• [TASK BRIEF]: The records below hold a stretch from the line with "the bed with a dot." through the line with "figurine with a dot."; return exactly those lines, ends included, and nothing more.

Region pointing data
───
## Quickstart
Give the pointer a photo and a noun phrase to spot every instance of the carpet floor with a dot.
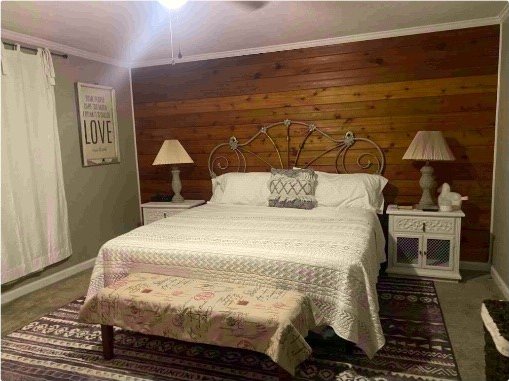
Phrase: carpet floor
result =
(57, 347)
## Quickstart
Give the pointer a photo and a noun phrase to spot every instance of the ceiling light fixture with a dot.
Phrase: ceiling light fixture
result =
(172, 4)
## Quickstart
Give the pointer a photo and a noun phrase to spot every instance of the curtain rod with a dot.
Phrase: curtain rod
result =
(34, 50)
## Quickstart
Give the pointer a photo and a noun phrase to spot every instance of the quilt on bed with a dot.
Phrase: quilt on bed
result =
(333, 255)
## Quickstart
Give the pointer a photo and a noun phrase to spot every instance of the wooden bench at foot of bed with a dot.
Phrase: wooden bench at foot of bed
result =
(258, 318)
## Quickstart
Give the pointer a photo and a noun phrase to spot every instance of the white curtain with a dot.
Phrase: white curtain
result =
(35, 229)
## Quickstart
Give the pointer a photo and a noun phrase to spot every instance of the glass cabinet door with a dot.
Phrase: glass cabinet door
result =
(437, 253)
(408, 250)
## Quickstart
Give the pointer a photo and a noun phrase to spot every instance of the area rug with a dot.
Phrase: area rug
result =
(57, 347)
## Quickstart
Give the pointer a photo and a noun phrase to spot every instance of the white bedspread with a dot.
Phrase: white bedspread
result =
(332, 255)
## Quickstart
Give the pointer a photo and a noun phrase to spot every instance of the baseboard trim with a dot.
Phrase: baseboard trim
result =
(9, 296)
(502, 286)
(479, 266)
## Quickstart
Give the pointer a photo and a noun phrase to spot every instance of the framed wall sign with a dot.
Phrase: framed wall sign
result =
(97, 109)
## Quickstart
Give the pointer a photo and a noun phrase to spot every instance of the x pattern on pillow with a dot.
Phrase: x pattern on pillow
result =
(293, 188)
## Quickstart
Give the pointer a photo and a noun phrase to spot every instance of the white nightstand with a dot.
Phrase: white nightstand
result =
(153, 211)
(425, 244)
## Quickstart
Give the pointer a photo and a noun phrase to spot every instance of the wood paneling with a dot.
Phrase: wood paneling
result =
(385, 89)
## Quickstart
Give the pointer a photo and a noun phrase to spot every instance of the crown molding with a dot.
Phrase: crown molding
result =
(326, 41)
(9, 35)
(21, 38)
(504, 13)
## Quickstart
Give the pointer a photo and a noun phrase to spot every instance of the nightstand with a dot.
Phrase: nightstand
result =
(425, 244)
(153, 211)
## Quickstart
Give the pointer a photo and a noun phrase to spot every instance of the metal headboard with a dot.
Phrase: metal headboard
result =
(364, 160)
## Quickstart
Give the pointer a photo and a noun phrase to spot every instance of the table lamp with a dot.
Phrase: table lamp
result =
(172, 152)
(428, 146)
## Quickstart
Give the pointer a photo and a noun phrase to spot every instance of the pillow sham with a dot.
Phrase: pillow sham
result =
(356, 190)
(292, 188)
(250, 188)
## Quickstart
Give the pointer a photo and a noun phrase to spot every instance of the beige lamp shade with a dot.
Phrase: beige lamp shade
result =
(172, 152)
(429, 146)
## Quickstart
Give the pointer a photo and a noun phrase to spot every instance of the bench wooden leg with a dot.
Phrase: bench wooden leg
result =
(283, 375)
(107, 338)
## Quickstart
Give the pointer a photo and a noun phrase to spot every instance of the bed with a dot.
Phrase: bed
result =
(332, 254)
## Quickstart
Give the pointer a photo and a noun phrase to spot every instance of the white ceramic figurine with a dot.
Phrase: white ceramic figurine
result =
(448, 201)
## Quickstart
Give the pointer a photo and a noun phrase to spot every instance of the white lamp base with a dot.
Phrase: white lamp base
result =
(176, 185)
(427, 183)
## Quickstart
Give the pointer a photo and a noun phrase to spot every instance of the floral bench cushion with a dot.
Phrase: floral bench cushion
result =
(262, 319)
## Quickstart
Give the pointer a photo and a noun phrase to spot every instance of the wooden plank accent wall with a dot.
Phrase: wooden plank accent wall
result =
(385, 89)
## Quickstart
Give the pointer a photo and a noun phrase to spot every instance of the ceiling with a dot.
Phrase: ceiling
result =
(138, 31)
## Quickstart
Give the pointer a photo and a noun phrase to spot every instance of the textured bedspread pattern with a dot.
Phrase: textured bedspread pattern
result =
(331, 255)
(258, 318)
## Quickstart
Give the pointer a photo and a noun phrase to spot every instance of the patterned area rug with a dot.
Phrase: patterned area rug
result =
(57, 347)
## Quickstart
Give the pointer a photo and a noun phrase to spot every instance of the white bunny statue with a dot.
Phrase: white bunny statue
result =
(448, 201)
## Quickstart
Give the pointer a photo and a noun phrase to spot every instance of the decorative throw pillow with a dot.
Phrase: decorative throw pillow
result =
(292, 188)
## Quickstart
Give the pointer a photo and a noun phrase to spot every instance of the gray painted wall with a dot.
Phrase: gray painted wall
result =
(501, 199)
(102, 201)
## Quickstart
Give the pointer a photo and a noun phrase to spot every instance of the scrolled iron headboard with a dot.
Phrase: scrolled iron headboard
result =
(364, 159)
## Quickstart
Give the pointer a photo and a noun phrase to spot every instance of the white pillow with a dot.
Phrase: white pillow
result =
(356, 190)
(249, 188)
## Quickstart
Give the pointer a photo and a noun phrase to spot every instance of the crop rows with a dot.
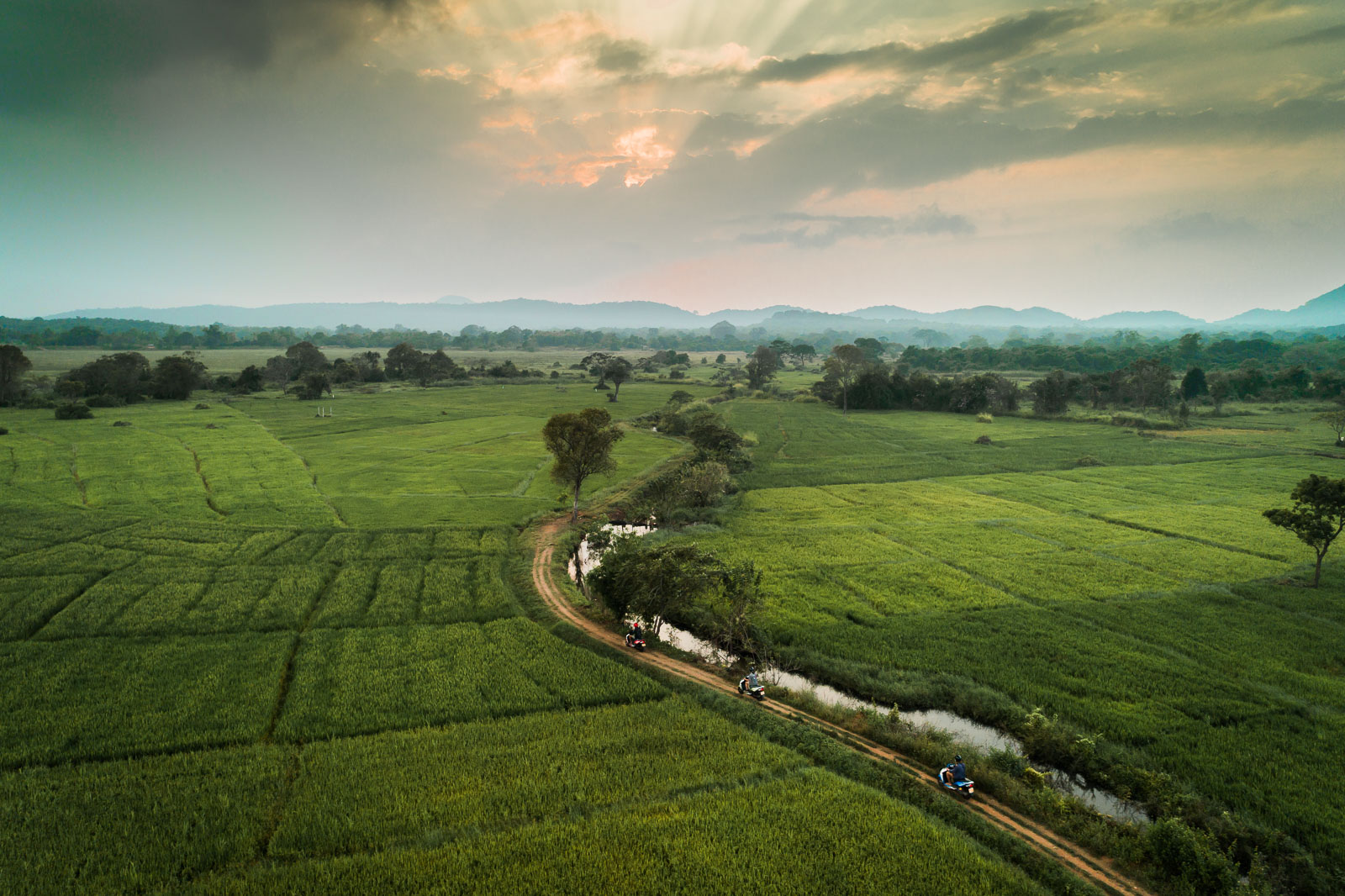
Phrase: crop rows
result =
(806, 833)
(1141, 603)
(367, 680)
(112, 697)
(404, 788)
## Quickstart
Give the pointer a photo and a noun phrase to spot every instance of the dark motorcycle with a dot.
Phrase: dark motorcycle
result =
(965, 788)
(746, 688)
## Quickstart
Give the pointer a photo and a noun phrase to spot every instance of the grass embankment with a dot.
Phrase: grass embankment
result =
(1138, 602)
(245, 649)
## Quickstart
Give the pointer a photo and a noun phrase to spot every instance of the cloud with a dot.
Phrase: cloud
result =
(620, 57)
(1004, 40)
(1321, 35)
(1183, 228)
(60, 51)
(1214, 13)
(820, 232)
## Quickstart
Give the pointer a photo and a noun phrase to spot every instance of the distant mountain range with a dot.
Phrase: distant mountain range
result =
(454, 313)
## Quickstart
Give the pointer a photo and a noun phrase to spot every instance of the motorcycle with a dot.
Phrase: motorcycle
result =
(965, 788)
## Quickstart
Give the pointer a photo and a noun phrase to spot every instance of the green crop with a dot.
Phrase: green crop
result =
(1137, 600)
(806, 833)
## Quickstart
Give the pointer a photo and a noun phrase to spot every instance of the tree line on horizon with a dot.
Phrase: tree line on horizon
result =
(948, 350)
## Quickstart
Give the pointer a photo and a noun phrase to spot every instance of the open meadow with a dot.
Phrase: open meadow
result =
(1123, 582)
(248, 649)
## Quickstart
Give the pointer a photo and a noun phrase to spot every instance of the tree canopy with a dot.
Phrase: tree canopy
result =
(583, 447)
(1317, 515)
(13, 363)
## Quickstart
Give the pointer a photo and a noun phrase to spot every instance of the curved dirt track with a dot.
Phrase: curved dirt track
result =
(1086, 865)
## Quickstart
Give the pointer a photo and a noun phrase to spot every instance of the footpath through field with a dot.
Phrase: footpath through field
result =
(1100, 872)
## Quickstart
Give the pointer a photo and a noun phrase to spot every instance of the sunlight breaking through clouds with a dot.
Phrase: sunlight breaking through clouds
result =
(609, 143)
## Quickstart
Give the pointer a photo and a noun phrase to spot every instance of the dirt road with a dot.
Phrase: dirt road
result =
(1091, 868)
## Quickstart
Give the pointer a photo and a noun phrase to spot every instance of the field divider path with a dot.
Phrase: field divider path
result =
(340, 521)
(1100, 872)
(287, 673)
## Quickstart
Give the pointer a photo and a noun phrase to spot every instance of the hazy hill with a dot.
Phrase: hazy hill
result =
(454, 313)
(1327, 309)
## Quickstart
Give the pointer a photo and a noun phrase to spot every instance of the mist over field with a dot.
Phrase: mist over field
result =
(672, 447)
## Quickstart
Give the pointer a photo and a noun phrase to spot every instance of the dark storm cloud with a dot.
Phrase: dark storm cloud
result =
(57, 51)
(820, 232)
(1004, 40)
(1324, 35)
(620, 57)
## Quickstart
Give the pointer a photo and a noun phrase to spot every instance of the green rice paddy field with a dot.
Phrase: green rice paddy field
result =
(245, 649)
(1143, 600)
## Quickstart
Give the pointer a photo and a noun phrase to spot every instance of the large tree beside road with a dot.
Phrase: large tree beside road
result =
(583, 447)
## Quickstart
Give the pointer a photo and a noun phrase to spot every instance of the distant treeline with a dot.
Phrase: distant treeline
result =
(858, 378)
(145, 335)
(303, 369)
(920, 347)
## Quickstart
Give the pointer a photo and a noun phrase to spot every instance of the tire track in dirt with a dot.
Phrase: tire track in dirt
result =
(1100, 872)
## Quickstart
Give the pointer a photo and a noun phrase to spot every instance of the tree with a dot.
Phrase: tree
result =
(1335, 420)
(251, 380)
(652, 582)
(1194, 383)
(400, 360)
(804, 351)
(277, 372)
(1317, 515)
(80, 335)
(616, 372)
(306, 358)
(1221, 387)
(872, 349)
(583, 447)
(13, 363)
(1051, 394)
(314, 383)
(177, 376)
(762, 366)
(124, 374)
(724, 329)
(845, 363)
(1149, 382)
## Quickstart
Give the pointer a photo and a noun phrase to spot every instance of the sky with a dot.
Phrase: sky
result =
(827, 154)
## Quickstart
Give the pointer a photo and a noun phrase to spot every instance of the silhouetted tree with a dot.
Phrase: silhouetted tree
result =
(1317, 515)
(582, 444)
(13, 363)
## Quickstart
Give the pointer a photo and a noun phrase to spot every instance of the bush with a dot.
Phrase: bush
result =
(1189, 858)
(73, 410)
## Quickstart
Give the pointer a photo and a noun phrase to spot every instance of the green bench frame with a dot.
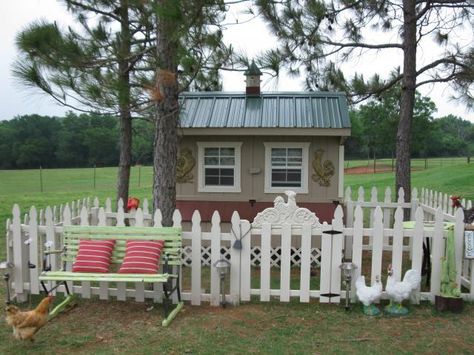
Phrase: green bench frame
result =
(170, 257)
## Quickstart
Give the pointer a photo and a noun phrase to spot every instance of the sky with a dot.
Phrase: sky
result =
(251, 38)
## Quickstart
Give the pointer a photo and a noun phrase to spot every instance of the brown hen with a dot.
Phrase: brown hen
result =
(26, 323)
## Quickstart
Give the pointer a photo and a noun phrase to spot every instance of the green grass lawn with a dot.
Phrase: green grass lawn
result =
(111, 327)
───
• [REPLY TO THE TASK]:
Give the pointer a photo and a noun phrase to spot every instance of the bed with a dot.
Phrase: bed
result =
(332, 254)
## Quickstart
Give the pointer a photo and a noun phrase to spot every instance of the white ceramic figurine with a dot.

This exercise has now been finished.